SET OF TASKS:
**a.** Write out the passage of the Brian Tyree Henry profile starting at "He’s in town" and ending at "crime and cover-ups.".
**b.** According to the Brian Tyree Henry profile, why did Henry take on Dope Thief even though he had been adamant about not doing another TV series?

DOCUMENT EXTRACT:
- - - -
B
rian Tyree Henry is tall. Around six feet two, with a commanding presence that, rather than impose, invites — a warmth that seems proportional to his stature. It’s how he manages to maintain a comfortable, low-key profile inside the restaurant at New York’s Four Seasons hotel, where, he tells me, he’s a regular. The Emmy-nominated actor, famous for his performance as the rapper Paper Boi in the acclaimed series Atlanta, has an easy rapport with the staff, who seem relieved that the A-lister in their midst treats them like peers.
He’s in town promoting his Apple TV+ series, Dope Thief, directed by Ridley Scott and written by Peter Craig. (The finale airs April 25.) Henry stars as Ray Driscoll, a down-on-his-luck ex-con who, along with his buddy and former cellmate Manny Carvalho (played by Wagner Moura), poses as a DEA agent to rob low-level drug dealers in Philadelphia. Based on the novel by Dennis Tafoya, the series follows Ray as he becomes increasingly enmeshed in a complex web of crime and cover-ups.
Henry wears a long black shirt and an assortment of gold chains, including one with a pendant in the shape of Africa, and speaks in a deep, rhythmic baritone that fills the air like burning incense. Over a plate of french fries, he describes the night his manager gave him the script for Dope Thief. Henry was made up in full prosthetics to play his future self for the FX series Class of ’09, where he portrayed an FBI agent split between the past, present, and future as a rogue AI took over the reins of law enforcement. Despite being adamant about not wanting to do another TV series, he found himself hooked after reading the Dope Thief pilot. “I started reading it, and the character Ray was my focus,” he says. “And I was like, ‘The only way I’ll do this is if there’s another episode.’”
- - - -
SUPPLIED MATERIAL:
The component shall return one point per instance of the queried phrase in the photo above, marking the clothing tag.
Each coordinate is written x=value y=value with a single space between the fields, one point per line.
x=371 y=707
- - - -
REPLIES:
**a.**
He’s in town promoting his Apple TV+ series, Dope Thief, directed by Ridley Scott and written by Peter Craig. (The finale airs April 25.) Henry stars as Ray Driscoll, a down-on-his-luck ex-con who, along with his buddy and former cellmate Manny Carvalho (played by Wagner Moura), poses as a DEA agent to rob low-level drug dealers in Philadelphia. Based on the novel by Dennis Tafoya, the series follows Ray as he becomes increasingly enmeshed in a complex web of crime and cover-ups.

**b.** He got hooked after reading the Dope Thief pilot, with his attention fixed on the character Ray. He felt the only way he would do it was if there was another episode.